- Série de consignes:
1 – Recopiez à l'identique le passage du texte fourni qui commence par « Les autres ouvertures » et se poursuit jusqu'à « thé Earl Gray. ».
2 – Traduisez en anglais la phrase suivante du texte fourni : « Le bouchon vient bien et le parfum est généreux, vif et lui aussi prometteur. »

- Texte fourni:
══════════════════════════════
Le Château Trotanoy 1er Cru de Pomerol 1926 a un bouchon parfait qui vient entier. Le parfum à l’ouverture est jeune et vibrant. Le vin est prometteur.
Le Château Rayas Blanc 1959 a une couleur ambrée. Le bouchon vient bien et le parfum est généreux, vif et lui aussi prometteur.
Jean-Baptiste n’avait pas inclus dans son mail le Château Gilette Doux 1950 qui change tout ce que nous avions conçu pour le dessert. Le pâtissier va changer de plat avec une faculté d’adaptation qui mérite les compliments.
Les autres ouvertures sont sans histoire. Ouvertures faites, nous allons au bistrot 116 pour boire une bière et sucer les cosses d’édamamés selon la tradition qui ponctue les séances d’ouverture des vins.
Le menu mis au point avec le chef, dans lequel j’ai voulu faire quelques extravagances, est :
Velouté de brocolis et crème d’anchois / tartelette de céleri & pomme granny Smith / roulé truite & betterave / Sashimi de bar et huile d’olive / Saint Pierre et coques, bouillon Pages / Queue de homard, bisque au vin jaune et comté / Bouillon de volaille en trou normand / Poularde, œuf 65°, écume d’épeautre & gnocchis de cresson / Asperges croquantes en trois façons (crues/tempura/vapeur), condiment gribiche / Saint Nectaire / Suprêmes d’agrumes, voile au thé Earl Gray.
Les amuse-bouches se prennent avec le Champagne Dom Pérignon 2008 commandé sur place par mon ami qui nous a rejoints. Ce champagne est large, solide, serein et de bel équilibre. Mais j’ai l’impression qu’il faudrait le laisser tranquille quelques années pour qu’il atteigne un autre niveau de maturité. Ce champagne est promis à un très grand avenir.
Le bar cru à l’huile d’olive est associé au Château Chalon Bourdy 1942 que j’avais apporté au château de Louvois. Il est toujours aussi fringant, puissant, au parfum fort. L’accord est splendide.
Le parfum du Château Trotanoy 1926 est probablement le plus extraordinaire parfum qu’un vin de Bordeaux puisse offrir. Il est au niveau du parfum de Margaux 1900 ou Pétrus 1950. Il est au sommet et tellement envoûtant que l’on n’a pratiquement pas envie de boire le vin tant on est enivré par ces fragrances douces et raffinées. En bouche, la surprise est la même que pour le nez. Le vin n’a pas d’âge, riche, avec ce grain de truffe et de charbon si caractéristique des grands Pomerols. Nous sommes tous comme tétanisés par tant de perfection. L’année 1926 est une grande année et je me souviens que Pétrus 1926 est un monument. On est à ce niveau.
L’accord avec le saint-pierre est pertinent. J’ai servi à l’équipe de cuisine un verre de ce vin et quand le chef Ken est venu nous saluer en fin de repas, il nous a dit qu’il a essayé de vérifier l’accord du poisson avec le vin et il a été convaincu alors qu’il n’était pas nécessairement sûr que mon choix fût le bon.
══════════════════════════════
- Lignes brutes:
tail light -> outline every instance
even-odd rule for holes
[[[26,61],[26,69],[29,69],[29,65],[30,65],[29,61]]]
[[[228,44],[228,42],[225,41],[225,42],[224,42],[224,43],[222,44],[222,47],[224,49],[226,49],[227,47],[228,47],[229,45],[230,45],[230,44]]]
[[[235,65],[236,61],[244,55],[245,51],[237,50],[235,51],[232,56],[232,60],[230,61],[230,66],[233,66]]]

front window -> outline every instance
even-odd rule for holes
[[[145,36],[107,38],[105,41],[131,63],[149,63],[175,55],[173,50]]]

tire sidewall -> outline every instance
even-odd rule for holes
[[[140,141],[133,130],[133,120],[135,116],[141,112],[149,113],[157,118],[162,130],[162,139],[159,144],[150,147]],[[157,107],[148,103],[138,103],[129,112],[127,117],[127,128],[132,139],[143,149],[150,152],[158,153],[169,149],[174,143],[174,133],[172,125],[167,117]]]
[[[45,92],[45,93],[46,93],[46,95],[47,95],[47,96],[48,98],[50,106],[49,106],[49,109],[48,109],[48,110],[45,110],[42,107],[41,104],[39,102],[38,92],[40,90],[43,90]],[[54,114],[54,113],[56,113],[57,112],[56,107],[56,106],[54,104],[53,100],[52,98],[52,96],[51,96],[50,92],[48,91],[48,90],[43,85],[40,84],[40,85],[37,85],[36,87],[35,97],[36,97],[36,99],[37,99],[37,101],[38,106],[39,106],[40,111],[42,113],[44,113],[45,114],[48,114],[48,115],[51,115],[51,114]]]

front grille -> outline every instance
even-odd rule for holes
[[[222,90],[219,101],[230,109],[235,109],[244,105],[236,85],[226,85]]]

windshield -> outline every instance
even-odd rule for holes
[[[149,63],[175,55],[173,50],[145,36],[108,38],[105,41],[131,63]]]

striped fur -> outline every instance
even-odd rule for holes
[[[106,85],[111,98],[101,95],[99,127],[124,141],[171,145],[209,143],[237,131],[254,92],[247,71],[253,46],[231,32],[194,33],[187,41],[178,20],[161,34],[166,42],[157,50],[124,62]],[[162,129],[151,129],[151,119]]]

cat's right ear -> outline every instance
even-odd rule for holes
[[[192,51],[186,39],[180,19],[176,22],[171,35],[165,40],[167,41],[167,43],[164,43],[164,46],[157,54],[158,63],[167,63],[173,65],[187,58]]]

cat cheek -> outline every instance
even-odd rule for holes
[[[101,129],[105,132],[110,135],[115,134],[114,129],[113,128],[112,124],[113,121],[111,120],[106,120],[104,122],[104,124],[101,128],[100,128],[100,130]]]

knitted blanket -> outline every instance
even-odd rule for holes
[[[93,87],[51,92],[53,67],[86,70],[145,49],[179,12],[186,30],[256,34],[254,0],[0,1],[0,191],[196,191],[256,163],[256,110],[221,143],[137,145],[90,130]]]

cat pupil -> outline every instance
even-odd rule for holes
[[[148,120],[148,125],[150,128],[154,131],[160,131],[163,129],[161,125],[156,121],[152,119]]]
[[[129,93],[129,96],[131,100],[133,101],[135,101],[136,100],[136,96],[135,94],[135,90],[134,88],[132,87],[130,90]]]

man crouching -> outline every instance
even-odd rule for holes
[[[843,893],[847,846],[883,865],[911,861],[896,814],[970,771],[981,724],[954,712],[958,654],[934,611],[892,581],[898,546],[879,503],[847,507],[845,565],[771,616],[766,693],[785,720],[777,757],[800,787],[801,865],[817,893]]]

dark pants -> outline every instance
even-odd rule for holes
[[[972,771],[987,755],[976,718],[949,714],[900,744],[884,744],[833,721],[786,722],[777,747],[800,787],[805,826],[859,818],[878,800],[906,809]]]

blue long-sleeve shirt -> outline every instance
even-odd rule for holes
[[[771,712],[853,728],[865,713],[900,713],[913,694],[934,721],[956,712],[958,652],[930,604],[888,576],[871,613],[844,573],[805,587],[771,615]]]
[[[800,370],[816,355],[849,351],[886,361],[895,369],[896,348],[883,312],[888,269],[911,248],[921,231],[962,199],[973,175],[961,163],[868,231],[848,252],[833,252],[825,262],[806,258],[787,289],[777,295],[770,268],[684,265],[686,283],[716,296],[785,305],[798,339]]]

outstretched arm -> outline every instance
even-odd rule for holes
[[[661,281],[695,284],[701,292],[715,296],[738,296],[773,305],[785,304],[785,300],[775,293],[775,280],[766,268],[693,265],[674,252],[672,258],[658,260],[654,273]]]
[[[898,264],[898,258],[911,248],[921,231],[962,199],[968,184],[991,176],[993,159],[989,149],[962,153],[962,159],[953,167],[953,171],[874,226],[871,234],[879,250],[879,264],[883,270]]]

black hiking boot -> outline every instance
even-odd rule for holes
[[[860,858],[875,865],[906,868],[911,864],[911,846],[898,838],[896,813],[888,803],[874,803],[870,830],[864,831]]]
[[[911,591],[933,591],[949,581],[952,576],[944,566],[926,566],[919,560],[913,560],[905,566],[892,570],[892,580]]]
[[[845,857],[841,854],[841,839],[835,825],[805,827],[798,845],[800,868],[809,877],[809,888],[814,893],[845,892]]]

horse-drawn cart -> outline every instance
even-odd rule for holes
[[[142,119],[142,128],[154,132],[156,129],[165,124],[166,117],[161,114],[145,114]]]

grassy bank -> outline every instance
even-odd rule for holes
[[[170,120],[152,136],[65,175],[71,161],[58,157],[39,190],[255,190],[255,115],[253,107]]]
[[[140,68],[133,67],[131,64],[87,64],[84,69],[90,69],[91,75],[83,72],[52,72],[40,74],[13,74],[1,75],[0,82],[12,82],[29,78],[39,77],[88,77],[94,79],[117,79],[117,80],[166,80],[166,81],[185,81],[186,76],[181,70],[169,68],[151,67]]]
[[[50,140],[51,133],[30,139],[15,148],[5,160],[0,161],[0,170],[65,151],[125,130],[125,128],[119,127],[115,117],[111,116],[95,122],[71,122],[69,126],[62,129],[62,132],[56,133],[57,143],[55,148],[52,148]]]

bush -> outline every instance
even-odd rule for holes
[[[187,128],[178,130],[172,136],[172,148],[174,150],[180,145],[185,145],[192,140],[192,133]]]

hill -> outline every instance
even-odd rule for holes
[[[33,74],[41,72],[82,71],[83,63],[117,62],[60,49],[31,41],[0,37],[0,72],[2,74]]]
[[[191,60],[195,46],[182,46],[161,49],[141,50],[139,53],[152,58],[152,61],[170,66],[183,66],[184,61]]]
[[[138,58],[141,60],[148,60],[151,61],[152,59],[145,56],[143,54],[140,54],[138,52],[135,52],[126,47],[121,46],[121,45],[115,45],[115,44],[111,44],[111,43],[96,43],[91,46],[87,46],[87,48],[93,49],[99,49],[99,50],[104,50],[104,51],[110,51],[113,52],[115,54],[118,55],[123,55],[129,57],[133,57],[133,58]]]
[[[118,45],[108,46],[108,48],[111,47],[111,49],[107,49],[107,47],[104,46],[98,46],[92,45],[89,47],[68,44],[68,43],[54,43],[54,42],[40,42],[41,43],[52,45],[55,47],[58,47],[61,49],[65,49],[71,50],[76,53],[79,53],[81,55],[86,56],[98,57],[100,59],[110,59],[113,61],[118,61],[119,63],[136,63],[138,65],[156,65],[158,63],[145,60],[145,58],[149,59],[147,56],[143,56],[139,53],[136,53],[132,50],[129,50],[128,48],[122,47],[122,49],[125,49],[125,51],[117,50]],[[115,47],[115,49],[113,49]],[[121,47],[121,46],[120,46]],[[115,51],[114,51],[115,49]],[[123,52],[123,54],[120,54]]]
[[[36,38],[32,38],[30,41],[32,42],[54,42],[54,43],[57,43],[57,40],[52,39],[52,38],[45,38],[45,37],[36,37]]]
══════════════════════════════
- Réponses complètes:
1 –
Les autres ouvertures sont sans histoire. Ouvertures faites, nous allons au bistrot 116 pour boire une bière et sucer les cosses d’édamamés selon la tradition qui ponctue les séances d’ouverture des vins.
Le menu mis au point avec le chef, dans lequel j’ai voulu faire quelques extravagances, est :
Velouté de brocolis et crème d’anchois / tartelette de céleri & pomme granny Smith / roulé truite & betterave / Sashimi de bar et huile d’olive / Saint Pierre et coques, bouillon Pages / Queue de homard, bisque au vin jaune et comté / Bouillon de volaille en trou normand / Poularde, œuf 65°, écume d’épeautre & gnocchis de cresson / Asperges croquantes en trois façons (crues/tempura/vapeur), condiment gribiche / Saint Nectaire / Suprêmes d’agrumes, voile au thé Earl Gray.

2 – The cork comes out well and the bouquet is generous, lively and likewise promising.